_TEXTO PARA LEER_:
*-*-*

ECLESALIA, 16/10/09.- Desde la afirmación de quedar atado/desatado en el cielo lo que en la tierra la Iglesia decreta/deroga, es evidente que un mismo proceder pueda urgir bajo pena de pecado mortal y condenación eterna en un determinado tiempo y en otro no, según tenga establecido la Iglesia en cada momento. Como no guardar ayuno desde las 12 horas de la noche anterior a la comunión, no tener iluminado el sagrario con lamparilla de aceite de oliva, comer carne los miércoles de cuaresma que siguen al de ceniza, celebrar misa en lengua vernácula o por la tarde, no oírla y trabajar el jueves de la Ascensión o el del Corpus, ordenar de diáconos a casados, disponer la cremación del propio cadáver, etc., etc. Habiendo sido desatado todo esto por la Iglesia en vida de muchos de nosotros, no se puede admitir, desde tal presupuesto, que ahora se peque y se merezca el infierno por no atenerse a nada de ello.
A partir de esa misma afirmación es igualmente obvio que un mismo comportamiento sea pecado mortal, o no, a tenor de lo atado por la Iglesia para el lugar en que se tenga la residencia (como no oír misa el día de la fiesta patronal del lugar, si se está en él); o para el rito al que se pertenezca, ya al latino, ya a los orientales católicos (como ordenar de sacerdotes a casados).
Si todo ello resulta obvio a partir de dicha convalidación divina, no lo es menos que obliga a negar que sea infranqueable el abismo que separa el infierno del cielo (como le dijo Abrahán al abrasado Epulón), al menos para los condenados por violar leyes eclesiásticas, luego desatadas. Porque la derogación de la ley, al suprimir el motivo de condena, arrastra el fin de la pena impuesta por violarla. De ahí que en España, al despenalizarse el adulterio en 1978, se excarcelara de inmediato a las mujeres condenadas a prisión por haberlo cometido. Y esto es lo que debe decirse que sucederá en el más allá, al presuponerse asumida en el cielo, como las demás, la disposición eclesiástica del c. 1313,2 del Código de Derecho Canónico: «Si una ley posterior abroga otra anterior, o al menos suprime su pena, ésta cesa de inmediato».

*-*-*

_EJERCICIO 1_:
Muestra cada línea de los registros que contenga la palabra "each".

_DATOS PROPORCIONADOS_:
*-*-*

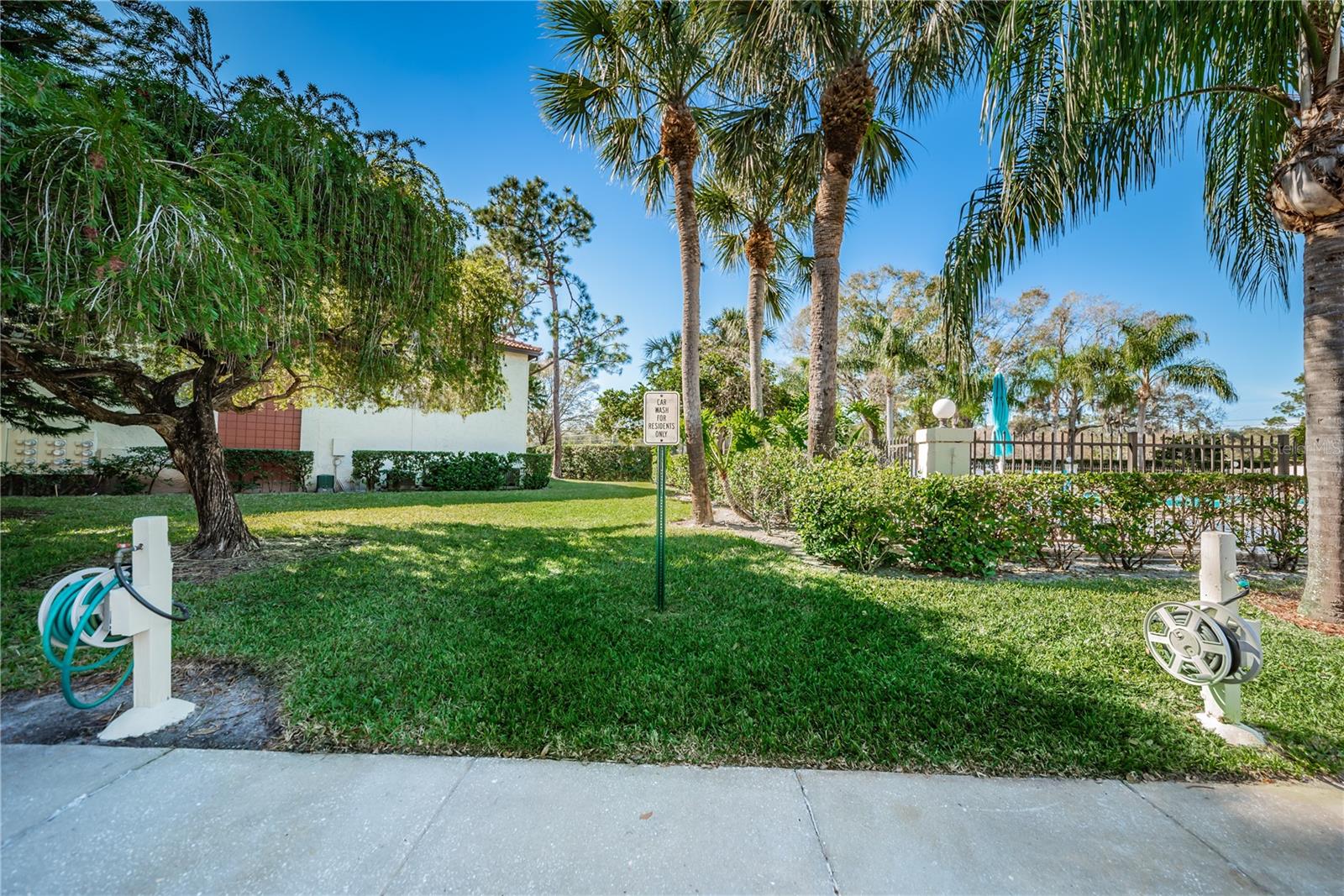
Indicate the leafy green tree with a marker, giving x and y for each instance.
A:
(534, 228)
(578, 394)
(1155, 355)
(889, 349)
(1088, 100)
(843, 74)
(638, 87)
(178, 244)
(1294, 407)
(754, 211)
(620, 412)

*-*-*

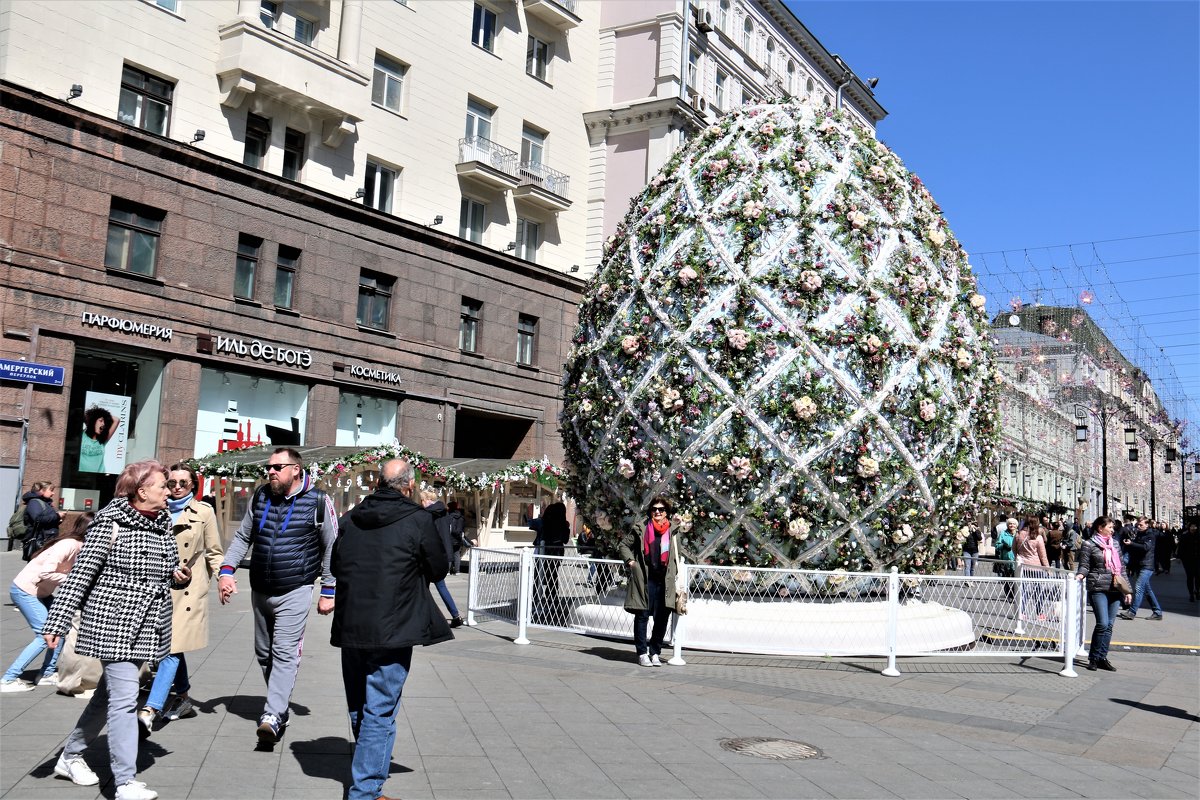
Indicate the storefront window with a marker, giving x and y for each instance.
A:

*-*-*

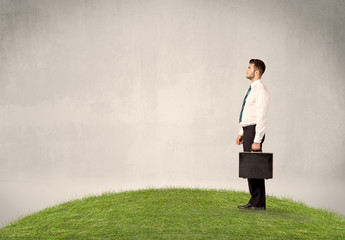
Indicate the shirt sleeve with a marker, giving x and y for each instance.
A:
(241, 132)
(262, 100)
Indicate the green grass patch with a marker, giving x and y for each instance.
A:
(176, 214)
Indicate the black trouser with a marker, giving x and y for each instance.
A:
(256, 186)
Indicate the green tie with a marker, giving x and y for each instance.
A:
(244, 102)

*-*-*

_EJERCICIO 2_:
Indica si cada afirmación concuerda con el texto sobre la ley eclesiástica, respondiendo sí o no y citando las palabras decisivas del texto. (a) En España se despenalizó el adulterio en 1978. (b) Ordenar de sacerdotes a casados es pecado mortal para cualquier católico, sea cual sea su rito. (c) La disposición citada al final pertenece al c. 1313,2 del Código de Derecho Canónico.

_SOLUCIÓN DESARROLLADA 1_:
Indicate the leafy green tree with a marker, giving x and y for each instance.
Indicate the storefront window with a marker, giving x and y for each instance.
Indicate the shirt sleeve with a marker, giving x and y for each instance.
Indicate the green grass patch with a marker, giving x and y for each instance.
Indicate the black trouser with a marker, giving x and y for each instance.
Indicate the green tie with a marker, giving x and y for each instance.

_SOLUCIÓN DESARROLLADA 2_:
(a) Sí: «al despenalizarse el adulterio en 1978».
(b) No: «o para el rito al que se pertenezca, ya al latino, ya a los orientales católicos (como ordenar de sacerdotes a casados)».
(c) Sí: «la disposición eclesiástica del c. 1313,2 del Código de Derecho Canónico».